**TO-DO LIST**:
• A. Retype the article on the fifth series of The Story of Tracy Beaker in full, word for word.
• B. Transfer everything in the records from the line containing "Would you be able to point out the cyclist" down through the last line of the records, both ends included and the requests kept, adding -90 to every coordinate in the answers. Give only those lines.

**EXTRACT PROVIDED**:
== == ==

- Series Five Title Card
- Starring: Dani Harmer; Lisa Coleman; Connor Byrne; Montanna Thompson; Nisha Nayar; Ciaran Joyce; Ben Hanson; Darragh Mortell; Cara Readle; Jack Edwards; Abby Rakic-Platt; Jack Edwards; Nicola Reynolds; Deepal Parmar; Craig Roberts; Sophie Borja; Felix Drake; Georgina Hagen; Holly Gibbs; Olivia Grant;
- No. of episodes: 20

Release
- Original network: CBBC
- Original release: 28 November – 9 December 2005

Series chronology
- ← Previous Series 4Next → Tracy Beaker Returns Series 1

= The Story of Tracy Beaker series 5 =

The fifth and final series of the British children's television series The Story of Tracy Beaker began broadcasting on 28 November 2005 on CBBC and ended on 9 December 2005. The series follows the lives of the children living in the fictional children's care home of Elmtree House, nicknamed by them "The Dumping Ground". It consists of twenty, fifteen-minute episodes. It is the fifth series in The Story of Tracy Beaker franchise.

== == ==

Location labeling records:
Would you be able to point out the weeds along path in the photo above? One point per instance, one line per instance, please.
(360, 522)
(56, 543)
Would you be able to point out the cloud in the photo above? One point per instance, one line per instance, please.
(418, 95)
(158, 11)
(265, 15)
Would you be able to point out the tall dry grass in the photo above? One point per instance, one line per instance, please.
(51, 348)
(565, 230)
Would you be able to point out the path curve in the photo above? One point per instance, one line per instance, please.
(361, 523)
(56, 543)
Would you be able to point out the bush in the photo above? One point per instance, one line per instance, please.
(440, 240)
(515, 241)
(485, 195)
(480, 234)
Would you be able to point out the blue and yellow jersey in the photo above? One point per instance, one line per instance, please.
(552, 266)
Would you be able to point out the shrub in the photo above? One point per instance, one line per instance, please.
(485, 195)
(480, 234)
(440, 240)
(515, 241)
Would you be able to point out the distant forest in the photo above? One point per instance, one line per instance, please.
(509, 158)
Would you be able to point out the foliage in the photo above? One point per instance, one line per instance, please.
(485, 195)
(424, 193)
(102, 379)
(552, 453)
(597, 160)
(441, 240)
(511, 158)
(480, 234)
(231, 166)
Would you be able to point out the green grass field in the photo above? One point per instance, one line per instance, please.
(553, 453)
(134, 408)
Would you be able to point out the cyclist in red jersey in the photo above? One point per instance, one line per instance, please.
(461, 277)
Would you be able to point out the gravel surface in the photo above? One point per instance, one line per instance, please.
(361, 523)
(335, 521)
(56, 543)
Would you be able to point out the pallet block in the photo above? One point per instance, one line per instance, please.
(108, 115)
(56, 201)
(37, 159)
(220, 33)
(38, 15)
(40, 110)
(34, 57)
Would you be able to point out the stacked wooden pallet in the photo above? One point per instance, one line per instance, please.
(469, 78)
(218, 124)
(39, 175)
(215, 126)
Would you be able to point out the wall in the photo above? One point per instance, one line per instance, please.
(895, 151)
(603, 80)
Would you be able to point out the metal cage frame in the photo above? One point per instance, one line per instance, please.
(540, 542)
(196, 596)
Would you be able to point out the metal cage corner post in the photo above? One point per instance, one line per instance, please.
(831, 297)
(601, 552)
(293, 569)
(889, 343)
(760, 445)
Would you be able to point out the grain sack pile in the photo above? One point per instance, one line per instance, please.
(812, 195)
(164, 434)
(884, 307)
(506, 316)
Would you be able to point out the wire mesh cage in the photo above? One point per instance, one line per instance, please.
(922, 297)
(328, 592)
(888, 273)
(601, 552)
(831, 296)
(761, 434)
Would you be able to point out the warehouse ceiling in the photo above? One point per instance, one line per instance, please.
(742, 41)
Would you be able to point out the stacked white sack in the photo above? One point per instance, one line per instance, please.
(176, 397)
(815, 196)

== == ==

**WRITTEN ANSWERS**:
• A.
- Series Five Title Card
- Starring: Dani Harmer; Lisa Coleman; Connor Byrne; Montanna Thompson; Nisha Nayar; Ciaran Joyce; Ben Hanson; Darragh Mortell; Cara Readle; Jack Edwards; Abby Rakic-Platt; Jack Edwards; Nicola Reynolds; Deepal Parmar; Craig Roberts; Sophie Borja; Felix Drake; Georgina Hagen; Holly Gibbs; Olivia Grant;
- No. of episodes: 20

Release
- Original network: CBBC
- Original release: 28 November – 9 December 2005

Series chronology
- ← Previous Series 4Next → Tracy Beaker Returns Series 1

= The Story of Tracy Beaker series 5 =

The fifth and final series of the British children's television series The Story of Tracy Beaker began broadcasting on 28 November 2005 on CBBC and ended on 9 December 2005. The series follows the lives of the children living in the fictional children's care home of Elmtree House, nicknamed by them "The Dumping Ground". It consists of twenty, fifteen-minute episodes. It is the fifth series in The Story of Tracy Beaker franchise.

• B.
Would you be able to point out the cyclist in red jersey in the photo above? One point per instance, one line per instance, please.
(371, 187)
Would you be able to point out the gravel surface in the photo above? One point per instance, one line per instance, please.
(271, 433)
(245, 431)
(-34, 453)
Would you be able to point out the pallet block in the photo above? One point per instance, one line per instance, please.
(18, 25)
(-34, 111)
(-53, 69)
(130, -57)
(-52, -75)
(-50, 20)
(-56, -33)
Would you be able to point out the stacked wooden pallet in the photo above? One point per instance, one line per instance, please.
(379, -12)
(128, 34)
(-51, 85)
(125, 36)
Would you be able to point out the wall in the photo above? One point per instance, one line per instance, please.
(805, 61)
(513, -10)
Would you be able to point out the metal cage frame in the photo above? One point per instance, one line per instance, please.
(450, 452)
(106, 506)
Would you be able to point out the metal cage corner post in the photo above? One point per instance, one line per instance, please.
(741, 207)
(511, 462)
(203, 479)
(799, 253)
(670, 355)
Would you be able to point out the grain sack pile in the photo above? One point per instance, one line per instance, please.
(722, 105)
(74, 344)
(794, 217)
(416, 226)
Would you be able to point out the wire mesh cage in the photo above? One point per instance, one line per instance, please.
(832, 207)
(238, 502)
(798, 183)
(511, 462)
(741, 206)
(671, 344)
Would you be able to point out the warehouse ceiling in the photo above? One point per instance, one line per instance, please.
(652, -49)
Would you be able to point out the stacked white sack in the photo above? One point per instance, one line per instance, please.
(86, 307)
(725, 106)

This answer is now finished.